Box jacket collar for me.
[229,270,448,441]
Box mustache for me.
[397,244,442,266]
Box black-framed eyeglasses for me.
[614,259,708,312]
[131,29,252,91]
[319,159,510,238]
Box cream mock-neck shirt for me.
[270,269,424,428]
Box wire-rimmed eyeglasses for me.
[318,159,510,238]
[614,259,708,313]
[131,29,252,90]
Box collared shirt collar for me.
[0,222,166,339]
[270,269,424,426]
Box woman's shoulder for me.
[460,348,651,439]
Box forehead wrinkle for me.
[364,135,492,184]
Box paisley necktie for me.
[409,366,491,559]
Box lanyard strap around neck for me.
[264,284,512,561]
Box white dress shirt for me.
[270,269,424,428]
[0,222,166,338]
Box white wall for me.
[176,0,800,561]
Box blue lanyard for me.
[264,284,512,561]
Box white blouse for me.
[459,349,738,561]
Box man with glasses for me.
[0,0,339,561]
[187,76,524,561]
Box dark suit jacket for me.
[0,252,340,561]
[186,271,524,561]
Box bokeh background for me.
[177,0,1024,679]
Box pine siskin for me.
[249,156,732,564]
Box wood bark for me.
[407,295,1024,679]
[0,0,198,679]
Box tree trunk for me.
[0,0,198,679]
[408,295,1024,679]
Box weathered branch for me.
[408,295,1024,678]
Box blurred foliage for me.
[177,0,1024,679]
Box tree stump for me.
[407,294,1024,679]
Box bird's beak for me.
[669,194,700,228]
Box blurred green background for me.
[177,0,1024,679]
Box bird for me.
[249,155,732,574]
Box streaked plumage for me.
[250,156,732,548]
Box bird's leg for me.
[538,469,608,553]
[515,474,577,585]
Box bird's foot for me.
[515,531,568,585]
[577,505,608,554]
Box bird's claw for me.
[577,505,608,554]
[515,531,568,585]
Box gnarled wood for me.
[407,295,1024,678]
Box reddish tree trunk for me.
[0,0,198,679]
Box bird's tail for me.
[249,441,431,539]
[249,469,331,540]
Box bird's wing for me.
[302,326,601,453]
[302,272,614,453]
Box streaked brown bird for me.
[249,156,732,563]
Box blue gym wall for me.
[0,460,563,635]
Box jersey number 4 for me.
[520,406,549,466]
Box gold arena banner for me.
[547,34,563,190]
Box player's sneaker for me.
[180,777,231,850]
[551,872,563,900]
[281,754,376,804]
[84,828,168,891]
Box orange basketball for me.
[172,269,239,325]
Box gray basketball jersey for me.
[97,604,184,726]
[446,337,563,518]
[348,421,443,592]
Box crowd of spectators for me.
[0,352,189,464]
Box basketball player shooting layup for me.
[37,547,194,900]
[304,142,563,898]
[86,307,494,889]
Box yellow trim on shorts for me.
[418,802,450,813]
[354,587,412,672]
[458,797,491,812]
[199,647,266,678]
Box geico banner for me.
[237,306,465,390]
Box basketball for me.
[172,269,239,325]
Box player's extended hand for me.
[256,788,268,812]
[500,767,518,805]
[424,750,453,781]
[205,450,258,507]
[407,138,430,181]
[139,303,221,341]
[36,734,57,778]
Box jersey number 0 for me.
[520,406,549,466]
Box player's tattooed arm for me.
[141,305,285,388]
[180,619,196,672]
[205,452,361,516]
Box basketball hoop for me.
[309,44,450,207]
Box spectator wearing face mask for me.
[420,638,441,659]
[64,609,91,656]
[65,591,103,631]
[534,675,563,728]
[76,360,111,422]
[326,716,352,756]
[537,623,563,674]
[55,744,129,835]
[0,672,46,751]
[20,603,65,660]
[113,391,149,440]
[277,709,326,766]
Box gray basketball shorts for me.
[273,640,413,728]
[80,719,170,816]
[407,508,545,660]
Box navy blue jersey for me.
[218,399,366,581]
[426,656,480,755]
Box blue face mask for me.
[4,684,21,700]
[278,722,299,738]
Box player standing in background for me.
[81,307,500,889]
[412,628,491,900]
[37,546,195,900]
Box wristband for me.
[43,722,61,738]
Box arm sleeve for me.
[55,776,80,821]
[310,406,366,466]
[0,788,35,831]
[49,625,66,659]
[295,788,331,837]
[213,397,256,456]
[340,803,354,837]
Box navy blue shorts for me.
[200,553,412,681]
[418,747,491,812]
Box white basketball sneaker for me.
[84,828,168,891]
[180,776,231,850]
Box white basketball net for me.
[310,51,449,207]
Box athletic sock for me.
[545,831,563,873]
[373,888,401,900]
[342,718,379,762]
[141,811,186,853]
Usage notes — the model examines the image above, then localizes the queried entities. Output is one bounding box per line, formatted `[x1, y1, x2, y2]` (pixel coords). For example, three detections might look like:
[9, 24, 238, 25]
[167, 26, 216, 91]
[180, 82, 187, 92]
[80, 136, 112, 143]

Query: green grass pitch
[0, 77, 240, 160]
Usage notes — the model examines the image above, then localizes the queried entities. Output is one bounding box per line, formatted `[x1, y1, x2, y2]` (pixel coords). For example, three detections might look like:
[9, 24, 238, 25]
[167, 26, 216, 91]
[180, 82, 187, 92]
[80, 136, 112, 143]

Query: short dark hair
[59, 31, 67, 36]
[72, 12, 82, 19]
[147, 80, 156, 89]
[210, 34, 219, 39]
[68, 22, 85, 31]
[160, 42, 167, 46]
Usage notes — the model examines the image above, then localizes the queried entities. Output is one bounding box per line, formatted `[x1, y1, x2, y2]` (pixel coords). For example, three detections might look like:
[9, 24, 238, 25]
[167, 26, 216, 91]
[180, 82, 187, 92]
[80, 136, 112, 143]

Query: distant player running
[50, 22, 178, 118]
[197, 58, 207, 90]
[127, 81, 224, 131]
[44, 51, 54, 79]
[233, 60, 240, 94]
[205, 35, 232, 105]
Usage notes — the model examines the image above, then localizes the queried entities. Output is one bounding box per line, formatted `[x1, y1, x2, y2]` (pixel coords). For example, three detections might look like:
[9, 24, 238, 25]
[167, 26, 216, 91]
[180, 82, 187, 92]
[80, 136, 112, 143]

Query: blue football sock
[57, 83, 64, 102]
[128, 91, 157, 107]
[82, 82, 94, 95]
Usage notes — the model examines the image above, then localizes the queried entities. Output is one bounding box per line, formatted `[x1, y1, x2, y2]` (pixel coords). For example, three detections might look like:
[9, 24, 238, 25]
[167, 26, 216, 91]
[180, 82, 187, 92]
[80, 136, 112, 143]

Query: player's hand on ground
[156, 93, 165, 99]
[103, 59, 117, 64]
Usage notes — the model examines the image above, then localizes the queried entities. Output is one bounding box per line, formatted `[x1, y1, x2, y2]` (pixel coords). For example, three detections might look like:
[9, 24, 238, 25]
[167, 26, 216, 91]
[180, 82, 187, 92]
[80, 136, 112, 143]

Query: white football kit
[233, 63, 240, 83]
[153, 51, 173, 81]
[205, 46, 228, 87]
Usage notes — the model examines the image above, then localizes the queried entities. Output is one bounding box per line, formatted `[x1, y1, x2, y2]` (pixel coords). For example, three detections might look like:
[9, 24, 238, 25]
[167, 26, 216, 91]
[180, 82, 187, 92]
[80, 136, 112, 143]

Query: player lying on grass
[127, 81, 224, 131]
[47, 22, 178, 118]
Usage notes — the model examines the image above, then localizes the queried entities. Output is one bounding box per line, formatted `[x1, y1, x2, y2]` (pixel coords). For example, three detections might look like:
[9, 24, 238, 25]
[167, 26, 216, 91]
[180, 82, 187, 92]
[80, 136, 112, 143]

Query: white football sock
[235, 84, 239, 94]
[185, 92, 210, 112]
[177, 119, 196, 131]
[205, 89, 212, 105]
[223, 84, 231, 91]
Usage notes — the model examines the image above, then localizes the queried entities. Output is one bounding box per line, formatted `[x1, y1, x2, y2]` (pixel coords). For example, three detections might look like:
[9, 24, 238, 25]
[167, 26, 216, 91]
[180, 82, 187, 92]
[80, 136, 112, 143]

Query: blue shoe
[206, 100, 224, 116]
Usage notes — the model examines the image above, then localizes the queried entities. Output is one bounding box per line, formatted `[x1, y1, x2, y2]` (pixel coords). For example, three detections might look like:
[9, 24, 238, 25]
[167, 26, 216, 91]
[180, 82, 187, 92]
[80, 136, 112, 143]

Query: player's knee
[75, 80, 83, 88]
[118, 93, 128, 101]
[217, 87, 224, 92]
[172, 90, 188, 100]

···

* **Exercise**: Express the lines of the data above as a JSON list of strings, one string per line and no blank lines, starting with the line containing "Box white blouse for me." and going on through the line containing "[408,295,1024,679]".

* **Answer to the exercise**:
[
  "Box white blouse for me.",
  "[459,349,738,561]",
  "Box man with glasses for me.",
  "[0,0,339,561]",
  "[187,76,524,561]",
  "Box dark suit jacket for me.",
  "[0,252,340,561]",
  "[186,271,524,561]",
  "Box bokeh background for me.",
  "[177,0,1024,679]",
  "Box pine siskin for me.",
  "[249,156,732,564]",
  "Box wood bark for me.",
  "[407,295,1024,679]",
  "[0,0,198,679]",
  "Box tree trunk for me.",
  "[0,0,198,679]",
  "[408,295,1024,679]"
]